As the lead manager of four-star Invesco Global Endeavour Fund, his long-term commitments to superior companies have resulted in a lengthy average holding period of 13 years.  During the last two years, fund turnover has been a mere 8%.

“Low turnover is more tax efficient than frequent trading, and allows us to reap the benefits of companies that grow over time,” Hyrich says. “Our 13-year average holding period is probably one of the longest in the fund industry. It goes to our style of investing, which is to buy great growth companies that are wealth ‘compounders.’ As long as they continue to be great companies and the valuations are good, we will hang on.”

Moves like Buffett

This approach is akin to that of world-famous investor Warren Buffett who likes to say his “favorite holding period is forever” and is in sharp contrast to the frenetic trading activity favoured by many investors.  According to numbers compiled by U.S. based Ned Davis Research Inc. and quoted by Hyrich, the current holding period for the average stock on the New York Stock Exchange is eight months, a fraction of the eight years it stood at in the 1950’s.

● **Exercise instructions**:
From the investing passage above, copy word for word the part that starts at "This approach is" and ends after "in the 1950’s.".

(Dataset rows)
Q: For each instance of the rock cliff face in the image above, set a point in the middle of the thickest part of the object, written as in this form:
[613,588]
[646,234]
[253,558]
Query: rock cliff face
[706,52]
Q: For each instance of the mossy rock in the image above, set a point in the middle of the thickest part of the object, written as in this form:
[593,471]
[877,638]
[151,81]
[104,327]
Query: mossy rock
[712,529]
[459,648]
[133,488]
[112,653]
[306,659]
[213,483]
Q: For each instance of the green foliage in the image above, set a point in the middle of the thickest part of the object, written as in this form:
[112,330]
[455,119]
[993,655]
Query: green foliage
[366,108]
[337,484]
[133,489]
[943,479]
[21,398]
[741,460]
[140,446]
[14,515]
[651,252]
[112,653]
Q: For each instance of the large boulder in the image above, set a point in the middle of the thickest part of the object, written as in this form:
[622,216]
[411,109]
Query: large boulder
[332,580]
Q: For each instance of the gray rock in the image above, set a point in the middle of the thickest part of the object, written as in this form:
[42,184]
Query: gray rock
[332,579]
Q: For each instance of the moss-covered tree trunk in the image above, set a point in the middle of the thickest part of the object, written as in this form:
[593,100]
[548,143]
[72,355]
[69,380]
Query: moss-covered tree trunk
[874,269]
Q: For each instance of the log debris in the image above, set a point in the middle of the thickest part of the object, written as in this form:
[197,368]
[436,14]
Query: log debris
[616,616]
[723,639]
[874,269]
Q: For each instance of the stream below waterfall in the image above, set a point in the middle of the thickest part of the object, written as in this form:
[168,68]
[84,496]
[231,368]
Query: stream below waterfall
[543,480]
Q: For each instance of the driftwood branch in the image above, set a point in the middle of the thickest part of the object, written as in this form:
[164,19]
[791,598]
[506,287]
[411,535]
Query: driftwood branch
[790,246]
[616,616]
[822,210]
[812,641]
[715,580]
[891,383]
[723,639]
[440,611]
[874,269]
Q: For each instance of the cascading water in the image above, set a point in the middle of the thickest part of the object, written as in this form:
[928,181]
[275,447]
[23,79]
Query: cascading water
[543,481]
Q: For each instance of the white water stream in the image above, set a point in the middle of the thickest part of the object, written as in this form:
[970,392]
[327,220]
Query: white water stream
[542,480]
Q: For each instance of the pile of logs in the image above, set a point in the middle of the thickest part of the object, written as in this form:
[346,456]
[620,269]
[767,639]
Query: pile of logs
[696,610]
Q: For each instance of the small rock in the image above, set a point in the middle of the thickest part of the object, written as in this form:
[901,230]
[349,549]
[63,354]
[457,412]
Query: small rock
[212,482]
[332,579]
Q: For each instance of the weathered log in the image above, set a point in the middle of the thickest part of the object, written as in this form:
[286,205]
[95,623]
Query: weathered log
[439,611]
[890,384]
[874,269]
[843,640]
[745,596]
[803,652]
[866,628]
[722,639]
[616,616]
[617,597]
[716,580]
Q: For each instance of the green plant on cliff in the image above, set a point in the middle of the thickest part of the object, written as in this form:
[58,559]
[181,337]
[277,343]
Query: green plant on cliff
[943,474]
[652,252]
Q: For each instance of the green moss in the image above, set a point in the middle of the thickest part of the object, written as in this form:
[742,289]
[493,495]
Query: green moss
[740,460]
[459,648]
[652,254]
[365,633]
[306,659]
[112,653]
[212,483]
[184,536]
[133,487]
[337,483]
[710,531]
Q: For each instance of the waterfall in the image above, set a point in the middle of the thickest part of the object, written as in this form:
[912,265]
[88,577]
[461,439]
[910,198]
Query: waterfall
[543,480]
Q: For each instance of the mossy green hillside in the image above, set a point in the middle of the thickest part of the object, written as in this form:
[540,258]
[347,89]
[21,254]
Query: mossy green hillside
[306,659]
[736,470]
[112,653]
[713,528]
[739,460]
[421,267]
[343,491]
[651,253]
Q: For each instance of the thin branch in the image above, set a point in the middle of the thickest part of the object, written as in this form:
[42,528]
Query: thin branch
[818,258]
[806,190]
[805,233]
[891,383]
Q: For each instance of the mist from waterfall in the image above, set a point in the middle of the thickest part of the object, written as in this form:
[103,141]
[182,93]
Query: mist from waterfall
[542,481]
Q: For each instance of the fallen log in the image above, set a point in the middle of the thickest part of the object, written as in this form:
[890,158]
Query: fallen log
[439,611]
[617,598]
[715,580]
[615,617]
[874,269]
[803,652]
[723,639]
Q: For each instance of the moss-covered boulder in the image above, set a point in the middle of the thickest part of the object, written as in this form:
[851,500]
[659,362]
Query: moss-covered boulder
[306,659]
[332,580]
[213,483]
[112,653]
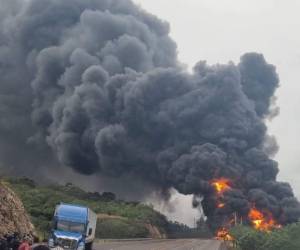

● **Finished answer**:
This approach is akin to that of world-famous investor Warren Buffett who likes to say his “favorite holding period is forever” and is in sharp contrast to the frenetic trading activity favoured by many investors.  According to numbers compiled by U.S. based Ned Davis Research Inc. and quoted by Hyrich, the current holding period for the average stock on the New York Stock Exchange is eight months, a fraction of the eight years it stood at in the 1950’s.